- Given instruction:
Rewrite the entries from the line with "stigma. Report the bounding boxes." to the line with "[162,58,204,173]", swapping "visual grounding" for "object localization" and changing nothing else.

Coordinate annotation entries:
begin
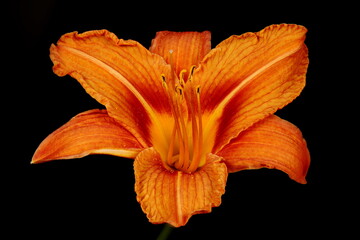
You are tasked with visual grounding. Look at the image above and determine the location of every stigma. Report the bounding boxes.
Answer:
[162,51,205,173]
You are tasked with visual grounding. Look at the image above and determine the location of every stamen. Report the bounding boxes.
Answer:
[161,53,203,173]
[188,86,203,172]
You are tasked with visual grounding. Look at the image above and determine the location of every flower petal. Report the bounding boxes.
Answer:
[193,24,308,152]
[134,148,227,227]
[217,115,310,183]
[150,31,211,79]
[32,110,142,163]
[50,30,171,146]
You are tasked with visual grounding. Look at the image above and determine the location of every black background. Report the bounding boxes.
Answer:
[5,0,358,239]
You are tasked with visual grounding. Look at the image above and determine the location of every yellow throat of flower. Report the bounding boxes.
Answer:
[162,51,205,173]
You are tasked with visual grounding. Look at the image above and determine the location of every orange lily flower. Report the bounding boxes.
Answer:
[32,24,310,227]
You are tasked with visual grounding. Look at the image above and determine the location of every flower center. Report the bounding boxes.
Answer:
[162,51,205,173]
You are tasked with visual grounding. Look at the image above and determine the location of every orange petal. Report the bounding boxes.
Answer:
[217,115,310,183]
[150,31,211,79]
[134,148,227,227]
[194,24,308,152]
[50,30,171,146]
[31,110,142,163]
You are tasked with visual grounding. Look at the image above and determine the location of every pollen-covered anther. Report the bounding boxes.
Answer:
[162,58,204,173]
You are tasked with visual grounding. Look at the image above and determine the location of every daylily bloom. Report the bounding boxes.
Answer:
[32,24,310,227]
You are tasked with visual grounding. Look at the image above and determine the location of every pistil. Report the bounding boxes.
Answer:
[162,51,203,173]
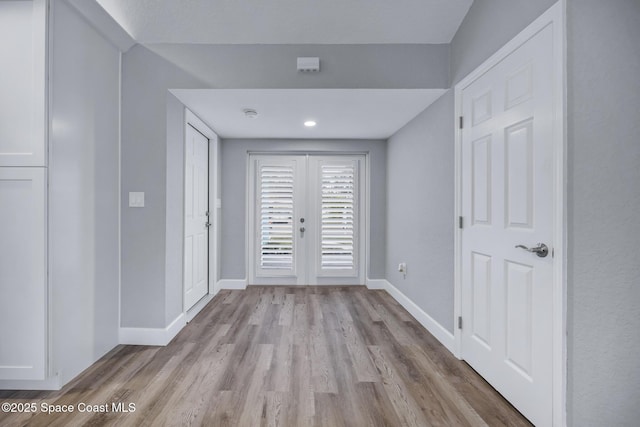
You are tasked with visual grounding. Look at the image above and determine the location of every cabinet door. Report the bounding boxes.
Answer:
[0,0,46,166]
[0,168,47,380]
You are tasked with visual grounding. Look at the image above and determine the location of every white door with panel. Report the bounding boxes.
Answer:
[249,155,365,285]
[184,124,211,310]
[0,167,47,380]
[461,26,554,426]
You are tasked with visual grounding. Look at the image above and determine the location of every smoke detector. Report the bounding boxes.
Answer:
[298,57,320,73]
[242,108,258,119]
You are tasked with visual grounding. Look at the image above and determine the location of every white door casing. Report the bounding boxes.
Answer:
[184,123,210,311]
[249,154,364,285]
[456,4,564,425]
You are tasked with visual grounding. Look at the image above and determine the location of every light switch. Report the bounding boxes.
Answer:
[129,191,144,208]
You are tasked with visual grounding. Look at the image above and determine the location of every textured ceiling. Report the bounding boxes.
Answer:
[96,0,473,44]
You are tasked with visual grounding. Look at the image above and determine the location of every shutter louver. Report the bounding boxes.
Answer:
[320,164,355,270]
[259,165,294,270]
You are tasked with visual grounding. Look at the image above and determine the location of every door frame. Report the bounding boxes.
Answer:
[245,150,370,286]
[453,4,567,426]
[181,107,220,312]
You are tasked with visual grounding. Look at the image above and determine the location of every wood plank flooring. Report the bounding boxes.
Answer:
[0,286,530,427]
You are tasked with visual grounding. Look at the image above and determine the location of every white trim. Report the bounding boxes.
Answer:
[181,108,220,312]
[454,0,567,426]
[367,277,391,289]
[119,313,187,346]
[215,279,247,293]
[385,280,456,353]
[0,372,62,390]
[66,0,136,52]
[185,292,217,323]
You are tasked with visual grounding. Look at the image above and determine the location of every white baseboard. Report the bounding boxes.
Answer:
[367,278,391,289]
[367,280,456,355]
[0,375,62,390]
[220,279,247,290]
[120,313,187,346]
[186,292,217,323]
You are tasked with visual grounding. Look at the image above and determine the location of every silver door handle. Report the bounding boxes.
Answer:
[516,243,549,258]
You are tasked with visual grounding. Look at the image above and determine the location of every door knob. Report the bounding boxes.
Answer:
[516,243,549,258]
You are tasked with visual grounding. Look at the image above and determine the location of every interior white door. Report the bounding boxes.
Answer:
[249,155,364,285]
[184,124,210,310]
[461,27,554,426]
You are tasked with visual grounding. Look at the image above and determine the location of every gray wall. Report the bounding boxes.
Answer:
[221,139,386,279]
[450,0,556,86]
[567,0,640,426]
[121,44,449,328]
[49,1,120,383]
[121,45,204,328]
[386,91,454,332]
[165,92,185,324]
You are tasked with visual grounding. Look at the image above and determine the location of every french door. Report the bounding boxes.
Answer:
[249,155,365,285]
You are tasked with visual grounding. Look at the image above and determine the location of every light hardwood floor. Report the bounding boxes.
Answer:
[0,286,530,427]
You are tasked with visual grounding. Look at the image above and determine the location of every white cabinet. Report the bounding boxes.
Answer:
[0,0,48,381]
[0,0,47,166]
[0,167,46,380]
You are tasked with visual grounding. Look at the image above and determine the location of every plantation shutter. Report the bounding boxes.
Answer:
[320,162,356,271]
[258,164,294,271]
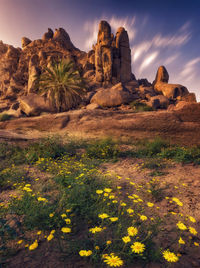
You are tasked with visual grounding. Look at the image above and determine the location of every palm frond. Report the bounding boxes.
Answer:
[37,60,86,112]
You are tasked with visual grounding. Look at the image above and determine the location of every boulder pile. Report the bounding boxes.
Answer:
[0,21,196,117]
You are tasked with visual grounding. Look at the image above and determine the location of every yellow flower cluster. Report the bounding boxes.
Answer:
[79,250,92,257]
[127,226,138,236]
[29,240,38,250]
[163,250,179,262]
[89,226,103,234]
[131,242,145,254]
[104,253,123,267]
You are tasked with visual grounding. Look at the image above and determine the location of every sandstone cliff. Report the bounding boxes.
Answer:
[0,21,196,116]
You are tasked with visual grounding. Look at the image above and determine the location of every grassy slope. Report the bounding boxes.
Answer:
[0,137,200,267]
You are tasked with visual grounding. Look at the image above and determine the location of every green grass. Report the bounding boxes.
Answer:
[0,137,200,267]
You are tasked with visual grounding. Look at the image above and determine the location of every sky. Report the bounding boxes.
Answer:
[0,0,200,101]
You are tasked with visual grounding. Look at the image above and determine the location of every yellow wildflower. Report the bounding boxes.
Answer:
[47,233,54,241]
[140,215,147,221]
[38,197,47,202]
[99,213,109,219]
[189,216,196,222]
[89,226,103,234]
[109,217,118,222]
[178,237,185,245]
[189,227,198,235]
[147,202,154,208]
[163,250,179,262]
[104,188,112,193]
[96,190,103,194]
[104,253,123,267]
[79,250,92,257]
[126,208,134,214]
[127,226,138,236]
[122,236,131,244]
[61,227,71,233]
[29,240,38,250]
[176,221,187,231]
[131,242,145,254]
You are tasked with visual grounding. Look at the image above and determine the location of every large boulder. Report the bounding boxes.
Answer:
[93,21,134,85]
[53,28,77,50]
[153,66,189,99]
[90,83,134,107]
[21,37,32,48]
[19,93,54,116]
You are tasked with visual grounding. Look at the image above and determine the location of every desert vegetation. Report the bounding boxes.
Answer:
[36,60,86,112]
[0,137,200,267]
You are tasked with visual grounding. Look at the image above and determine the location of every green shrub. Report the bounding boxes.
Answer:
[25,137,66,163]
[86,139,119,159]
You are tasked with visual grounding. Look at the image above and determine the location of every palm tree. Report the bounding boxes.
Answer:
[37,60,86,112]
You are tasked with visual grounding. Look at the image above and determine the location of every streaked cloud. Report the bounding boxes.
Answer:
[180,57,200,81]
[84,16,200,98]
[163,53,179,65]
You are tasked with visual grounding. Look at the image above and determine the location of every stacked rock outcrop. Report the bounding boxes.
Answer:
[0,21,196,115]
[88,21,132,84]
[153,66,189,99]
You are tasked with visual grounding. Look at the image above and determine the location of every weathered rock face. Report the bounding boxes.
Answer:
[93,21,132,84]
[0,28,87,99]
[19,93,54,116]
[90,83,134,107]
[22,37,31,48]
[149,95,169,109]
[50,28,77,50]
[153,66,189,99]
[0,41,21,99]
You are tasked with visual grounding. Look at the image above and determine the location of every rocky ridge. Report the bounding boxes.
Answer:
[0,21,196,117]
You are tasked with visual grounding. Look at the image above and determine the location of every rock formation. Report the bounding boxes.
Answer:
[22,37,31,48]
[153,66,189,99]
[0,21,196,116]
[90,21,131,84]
end
begin
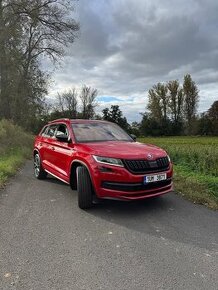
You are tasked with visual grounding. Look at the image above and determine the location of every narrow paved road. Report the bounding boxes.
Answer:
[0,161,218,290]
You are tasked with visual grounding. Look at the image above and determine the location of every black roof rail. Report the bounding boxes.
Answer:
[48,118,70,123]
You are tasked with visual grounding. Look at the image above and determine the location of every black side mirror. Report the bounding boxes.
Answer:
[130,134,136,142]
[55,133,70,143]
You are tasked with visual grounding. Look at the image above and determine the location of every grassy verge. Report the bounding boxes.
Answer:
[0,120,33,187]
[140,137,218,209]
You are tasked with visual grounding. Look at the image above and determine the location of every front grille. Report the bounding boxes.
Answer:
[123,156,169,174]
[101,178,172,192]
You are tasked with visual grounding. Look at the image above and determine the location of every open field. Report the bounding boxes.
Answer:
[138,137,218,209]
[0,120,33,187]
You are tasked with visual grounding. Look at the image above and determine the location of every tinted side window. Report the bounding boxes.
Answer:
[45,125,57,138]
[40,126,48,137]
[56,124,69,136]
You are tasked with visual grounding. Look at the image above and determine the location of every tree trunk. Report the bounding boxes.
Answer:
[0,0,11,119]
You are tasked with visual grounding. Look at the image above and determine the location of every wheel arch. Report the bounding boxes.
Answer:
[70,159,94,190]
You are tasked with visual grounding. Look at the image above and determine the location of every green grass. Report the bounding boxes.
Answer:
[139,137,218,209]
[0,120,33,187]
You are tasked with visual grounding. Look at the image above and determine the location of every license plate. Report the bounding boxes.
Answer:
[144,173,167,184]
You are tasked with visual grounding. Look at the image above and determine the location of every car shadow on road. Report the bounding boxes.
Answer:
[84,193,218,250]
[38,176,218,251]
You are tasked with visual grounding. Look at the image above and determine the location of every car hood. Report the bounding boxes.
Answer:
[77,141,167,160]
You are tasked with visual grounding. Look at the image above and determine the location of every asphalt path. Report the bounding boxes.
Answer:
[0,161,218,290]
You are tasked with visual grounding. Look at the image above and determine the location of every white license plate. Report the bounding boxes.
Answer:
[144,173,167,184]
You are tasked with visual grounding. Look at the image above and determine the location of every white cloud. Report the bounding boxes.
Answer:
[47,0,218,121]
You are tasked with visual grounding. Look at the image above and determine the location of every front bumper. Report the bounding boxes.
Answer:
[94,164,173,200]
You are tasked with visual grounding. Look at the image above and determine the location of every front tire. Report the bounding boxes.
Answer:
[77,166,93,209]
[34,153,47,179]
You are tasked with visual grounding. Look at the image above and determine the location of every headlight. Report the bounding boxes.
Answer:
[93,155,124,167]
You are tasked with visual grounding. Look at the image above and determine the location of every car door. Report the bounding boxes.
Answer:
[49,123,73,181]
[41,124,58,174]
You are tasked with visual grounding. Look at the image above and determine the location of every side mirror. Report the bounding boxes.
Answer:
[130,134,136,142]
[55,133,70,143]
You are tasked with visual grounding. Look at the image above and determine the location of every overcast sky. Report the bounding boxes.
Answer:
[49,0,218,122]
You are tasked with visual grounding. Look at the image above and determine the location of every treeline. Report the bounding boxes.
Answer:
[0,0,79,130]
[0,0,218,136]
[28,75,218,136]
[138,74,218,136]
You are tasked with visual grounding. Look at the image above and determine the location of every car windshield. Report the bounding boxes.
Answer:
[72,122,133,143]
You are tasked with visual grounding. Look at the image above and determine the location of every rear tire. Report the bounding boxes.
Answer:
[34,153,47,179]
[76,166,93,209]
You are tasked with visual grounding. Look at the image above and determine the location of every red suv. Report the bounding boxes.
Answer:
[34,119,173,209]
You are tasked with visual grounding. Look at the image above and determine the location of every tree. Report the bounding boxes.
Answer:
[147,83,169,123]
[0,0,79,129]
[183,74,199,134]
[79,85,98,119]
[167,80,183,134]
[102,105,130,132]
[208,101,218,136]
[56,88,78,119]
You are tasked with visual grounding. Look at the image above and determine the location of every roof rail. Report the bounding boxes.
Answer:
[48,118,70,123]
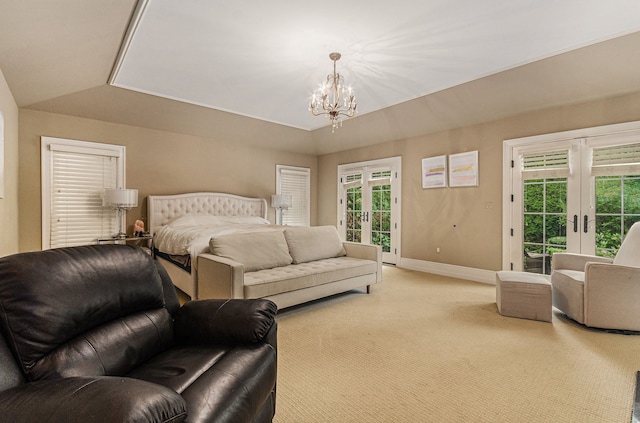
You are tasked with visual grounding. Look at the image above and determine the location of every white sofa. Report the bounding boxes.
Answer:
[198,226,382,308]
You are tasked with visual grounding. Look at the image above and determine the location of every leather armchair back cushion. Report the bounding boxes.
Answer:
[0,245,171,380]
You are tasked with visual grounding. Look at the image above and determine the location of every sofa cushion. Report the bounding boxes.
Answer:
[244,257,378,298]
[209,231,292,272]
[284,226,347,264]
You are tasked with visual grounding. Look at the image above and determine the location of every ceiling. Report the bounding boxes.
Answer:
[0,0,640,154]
end
- Expected answer:
You are tasked with object localization. Look at the image above and determine the location of every stigma. Report the bounding boxes.
Answer:
[162,51,205,173]
You are tasked with object localization. Look at the image above and determine the location of every stamen. Report the bounding boxes.
Answer:
[161,53,203,173]
[188,86,203,172]
You are tasked with object localization. Look at the image above and determine the location of every flower petal. Report the bounding boxes.
Answer:
[193,24,308,152]
[134,148,227,227]
[217,115,310,183]
[150,31,211,79]
[32,110,142,163]
[50,30,171,146]
You are tasked with object localization. Look at the image above and determine the location of every black background. Report the bounding boxes.
Answer:
[5,0,358,239]
You are tasked with object localization. Look at the image above and determine the location of every yellow throat of flower. Report the bounding boxes.
Answer:
[162,51,205,173]
You are tasked with object localization. Look at the image above and determine the location of every orange lily flower. Report the bounding boxes.
Answer:
[32,24,310,227]
You are tasked with object localization. Look at the image above and determine the location of every flower center. Report the bounding boxes.
Answer:
[162,51,205,173]
You are tasked with object localization. Look at the image above and determine the location of every orange petal. Report the bounding boxes.
Answer:
[217,115,310,183]
[150,31,211,79]
[134,148,227,227]
[194,24,308,152]
[50,30,171,146]
[31,110,142,163]
You are tasked with object localization. Look at the image above and determine the location of every pollen-covered anther. Report the bounding boxes.
Answer:
[162,58,204,173]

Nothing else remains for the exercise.